## [INPUT RECORDS]
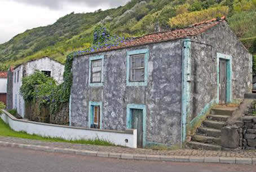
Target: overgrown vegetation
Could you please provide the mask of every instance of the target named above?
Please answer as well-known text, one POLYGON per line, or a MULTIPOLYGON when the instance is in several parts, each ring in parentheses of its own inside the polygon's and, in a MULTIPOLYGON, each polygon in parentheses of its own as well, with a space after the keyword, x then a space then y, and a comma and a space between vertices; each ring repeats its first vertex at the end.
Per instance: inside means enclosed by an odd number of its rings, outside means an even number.
POLYGON ((174 19, 178 21, 180 16, 192 17, 187 20, 183 17, 187 22, 183 21, 182 25, 187 26, 227 14, 228 8, 228 21, 239 37, 255 37, 255 1, 131 0, 117 8, 87 13, 73 12, 51 25, 27 30, 0 44, 0 70, 6 70, 10 65, 45 56, 64 64, 66 57, 72 52, 95 46, 92 33, 99 22, 113 34, 121 38, 133 37, 172 29, 173 26, 168 22, 175 21, 174 19), (211 14, 213 9, 222 10, 219 13, 211 14), (196 13, 204 17, 196 19, 193 16, 196 13))
POLYGON ((51 95, 56 87, 54 78, 36 70, 33 74, 23 78, 20 92, 26 102, 38 99, 41 105, 49 105, 51 95))
POLYGON ((101 146, 113 146, 113 144, 108 141, 103 141, 99 139, 81 139, 81 140, 65 140, 60 138, 51 138, 45 137, 35 134, 29 134, 25 132, 17 132, 12 130, 10 127, 5 123, 3 120, 0 119, 0 135, 8 136, 13 137, 18 137, 25 139, 39 140, 45 142, 66 142, 71 143, 78 144, 96 144, 101 146))
POLYGON ((213 18, 220 18, 228 14, 228 7, 227 6, 217 7, 200 11, 179 14, 176 17, 170 19, 169 24, 172 28, 184 28, 202 21, 213 18))
POLYGON ((6 106, 5 105, 5 103, 3 102, 0 101, 0 110, 1 109, 5 109, 6 108, 6 106))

## [EXERCISE REQUIREMENTS]
Reproduce every row above word for word, leaving out the picture.

## [EXERCISE ANSWER]
Target: overgrown vegetation
Could you please provide the mask of every instance of the target named above?
Please answer as well-known text, one POLYGON per line, or a MULTIPOLYGON when the instance is in several parts, each ring in parentheses of its own inside the polygon's and, in a MULTIPOLYGON, each polygon in parentheses of its own as well, with a space after the keyword, x then a space then y, and a comma and a space between vertices; each ring repeats its first vertex at the end.
Per instance: inside means enclosed by an odd number of its rings, outside means an even number.
POLYGON ((174 19, 178 21, 180 16, 192 17, 187 20, 183 17, 187 22, 183 21, 182 25, 187 26, 227 14, 228 8, 228 21, 239 37, 255 37, 255 1, 131 0, 117 8, 87 13, 73 12, 51 25, 27 30, 0 44, 0 70, 6 70, 10 65, 45 56, 64 64, 66 57, 72 52, 95 46, 92 33, 99 22, 113 34, 121 38, 133 37, 172 29, 173 26, 168 22, 175 21, 174 19), (211 14, 213 9, 222 10, 219 13, 211 14), (196 13, 204 17, 196 19, 193 16, 196 13))
POLYGON ((51 95, 56 87, 54 78, 36 70, 33 74, 23 78, 20 92, 26 102, 38 99, 41 105, 49 105, 51 95))
POLYGON ((101 146, 113 146, 113 144, 108 141, 103 141, 99 139, 81 139, 81 140, 65 140, 60 138, 51 138, 45 137, 35 134, 29 134, 25 132, 17 132, 12 130, 10 127, 5 123, 3 120, 0 119, 0 135, 8 136, 13 137, 18 137, 25 139, 39 140, 45 142, 66 142, 71 143, 78 144, 96 144, 101 146))
POLYGON ((213 18, 220 18, 228 14, 228 7, 227 6, 217 7, 200 11, 179 14, 176 17, 170 19, 169 24, 172 28, 184 28, 202 21, 213 18))
POLYGON ((6 106, 5 105, 5 103, 3 102, 0 101, 0 110, 1 109, 5 109, 6 108, 6 106))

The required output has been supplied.